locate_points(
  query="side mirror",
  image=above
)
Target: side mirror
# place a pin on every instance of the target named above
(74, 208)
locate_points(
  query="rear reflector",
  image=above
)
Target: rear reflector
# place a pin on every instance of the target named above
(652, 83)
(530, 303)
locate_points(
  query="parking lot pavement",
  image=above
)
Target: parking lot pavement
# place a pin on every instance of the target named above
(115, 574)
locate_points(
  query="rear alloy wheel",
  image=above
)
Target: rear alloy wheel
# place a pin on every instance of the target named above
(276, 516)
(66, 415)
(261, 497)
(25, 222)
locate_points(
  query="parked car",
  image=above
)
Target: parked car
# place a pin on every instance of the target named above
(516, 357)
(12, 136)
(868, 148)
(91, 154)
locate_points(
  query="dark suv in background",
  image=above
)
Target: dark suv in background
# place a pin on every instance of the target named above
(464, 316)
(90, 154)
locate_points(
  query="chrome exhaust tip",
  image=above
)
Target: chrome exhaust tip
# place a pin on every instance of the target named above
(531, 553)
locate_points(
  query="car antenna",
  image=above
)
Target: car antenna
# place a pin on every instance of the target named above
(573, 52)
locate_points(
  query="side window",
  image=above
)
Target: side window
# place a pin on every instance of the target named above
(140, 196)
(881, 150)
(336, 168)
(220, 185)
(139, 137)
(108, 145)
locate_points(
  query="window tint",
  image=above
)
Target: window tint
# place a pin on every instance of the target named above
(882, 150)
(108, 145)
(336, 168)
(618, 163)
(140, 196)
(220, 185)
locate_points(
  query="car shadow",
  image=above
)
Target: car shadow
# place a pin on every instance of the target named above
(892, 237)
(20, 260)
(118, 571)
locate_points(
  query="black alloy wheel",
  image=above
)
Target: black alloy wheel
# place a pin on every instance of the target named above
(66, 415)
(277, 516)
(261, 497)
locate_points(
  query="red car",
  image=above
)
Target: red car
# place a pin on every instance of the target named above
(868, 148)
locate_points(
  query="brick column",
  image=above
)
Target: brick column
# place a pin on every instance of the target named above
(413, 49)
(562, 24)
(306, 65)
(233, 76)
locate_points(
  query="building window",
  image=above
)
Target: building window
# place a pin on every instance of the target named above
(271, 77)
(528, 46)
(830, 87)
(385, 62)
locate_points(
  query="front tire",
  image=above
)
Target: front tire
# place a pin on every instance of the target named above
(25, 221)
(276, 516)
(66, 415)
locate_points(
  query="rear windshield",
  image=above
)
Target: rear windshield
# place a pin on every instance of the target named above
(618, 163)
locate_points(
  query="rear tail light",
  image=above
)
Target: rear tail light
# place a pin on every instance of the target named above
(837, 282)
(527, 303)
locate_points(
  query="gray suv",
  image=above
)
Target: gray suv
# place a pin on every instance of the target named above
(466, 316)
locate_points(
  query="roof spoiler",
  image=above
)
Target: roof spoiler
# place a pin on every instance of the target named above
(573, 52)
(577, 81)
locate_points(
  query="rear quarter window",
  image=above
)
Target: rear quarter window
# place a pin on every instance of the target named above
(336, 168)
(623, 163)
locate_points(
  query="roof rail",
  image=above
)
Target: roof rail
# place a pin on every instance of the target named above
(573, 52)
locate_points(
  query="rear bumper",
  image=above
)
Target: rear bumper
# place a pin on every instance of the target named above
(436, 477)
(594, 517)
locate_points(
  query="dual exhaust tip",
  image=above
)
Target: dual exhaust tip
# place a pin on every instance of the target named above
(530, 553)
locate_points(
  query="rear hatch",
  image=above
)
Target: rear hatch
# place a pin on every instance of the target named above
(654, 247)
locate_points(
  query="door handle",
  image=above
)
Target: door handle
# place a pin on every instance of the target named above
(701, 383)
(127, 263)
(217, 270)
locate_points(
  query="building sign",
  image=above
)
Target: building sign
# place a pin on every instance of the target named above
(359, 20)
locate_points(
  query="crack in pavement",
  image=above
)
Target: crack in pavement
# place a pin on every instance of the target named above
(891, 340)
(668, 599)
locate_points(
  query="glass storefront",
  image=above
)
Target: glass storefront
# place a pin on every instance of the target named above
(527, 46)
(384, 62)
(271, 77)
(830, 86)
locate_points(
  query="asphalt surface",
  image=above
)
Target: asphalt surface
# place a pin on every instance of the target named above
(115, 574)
• • • • • • •
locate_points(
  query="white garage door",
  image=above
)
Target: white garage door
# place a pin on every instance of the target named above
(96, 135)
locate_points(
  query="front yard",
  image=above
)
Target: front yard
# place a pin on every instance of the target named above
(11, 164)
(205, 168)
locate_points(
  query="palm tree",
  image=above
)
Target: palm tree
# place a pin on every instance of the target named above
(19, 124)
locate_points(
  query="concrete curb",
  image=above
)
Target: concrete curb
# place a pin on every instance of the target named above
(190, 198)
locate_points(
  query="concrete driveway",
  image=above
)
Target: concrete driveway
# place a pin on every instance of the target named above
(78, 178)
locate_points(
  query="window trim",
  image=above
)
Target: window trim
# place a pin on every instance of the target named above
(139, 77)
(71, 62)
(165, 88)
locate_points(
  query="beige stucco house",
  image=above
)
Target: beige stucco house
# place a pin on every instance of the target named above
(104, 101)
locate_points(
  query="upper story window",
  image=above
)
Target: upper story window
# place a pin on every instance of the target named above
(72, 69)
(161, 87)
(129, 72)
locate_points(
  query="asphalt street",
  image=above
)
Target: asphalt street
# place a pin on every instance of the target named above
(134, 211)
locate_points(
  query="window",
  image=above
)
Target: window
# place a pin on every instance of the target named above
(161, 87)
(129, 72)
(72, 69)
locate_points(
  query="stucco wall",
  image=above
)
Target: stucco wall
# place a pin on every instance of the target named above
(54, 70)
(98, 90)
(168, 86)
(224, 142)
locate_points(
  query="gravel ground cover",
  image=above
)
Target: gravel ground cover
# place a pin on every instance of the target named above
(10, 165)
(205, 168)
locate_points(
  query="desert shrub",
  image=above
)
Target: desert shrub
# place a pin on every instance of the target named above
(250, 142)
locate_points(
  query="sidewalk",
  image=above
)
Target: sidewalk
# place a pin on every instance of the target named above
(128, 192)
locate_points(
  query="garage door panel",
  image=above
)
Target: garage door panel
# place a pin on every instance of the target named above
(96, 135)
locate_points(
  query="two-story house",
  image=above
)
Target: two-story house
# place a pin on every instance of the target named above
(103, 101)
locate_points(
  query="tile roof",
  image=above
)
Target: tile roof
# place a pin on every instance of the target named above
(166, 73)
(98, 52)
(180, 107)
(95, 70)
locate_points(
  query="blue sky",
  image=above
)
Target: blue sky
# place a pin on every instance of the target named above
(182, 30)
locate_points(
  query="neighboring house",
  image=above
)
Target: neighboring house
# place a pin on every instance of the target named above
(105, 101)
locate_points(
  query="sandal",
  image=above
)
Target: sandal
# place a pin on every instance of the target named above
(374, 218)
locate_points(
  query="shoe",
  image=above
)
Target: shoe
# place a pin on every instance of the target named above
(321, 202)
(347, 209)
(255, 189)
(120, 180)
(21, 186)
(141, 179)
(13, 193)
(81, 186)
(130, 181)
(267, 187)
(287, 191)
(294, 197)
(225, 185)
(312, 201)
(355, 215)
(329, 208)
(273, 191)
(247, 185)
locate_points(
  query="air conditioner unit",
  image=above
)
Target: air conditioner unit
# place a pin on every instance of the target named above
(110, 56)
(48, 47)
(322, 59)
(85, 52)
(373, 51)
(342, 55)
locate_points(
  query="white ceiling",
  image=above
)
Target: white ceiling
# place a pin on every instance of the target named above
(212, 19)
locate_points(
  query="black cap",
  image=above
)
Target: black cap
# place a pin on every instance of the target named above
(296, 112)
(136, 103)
• • • • • • •
• Written request
Report every line of the records above that contains the string "mirror", copying each one in full. Matching is case-sensitive.

• Correct result
  query="side mirror",
Target: side mirror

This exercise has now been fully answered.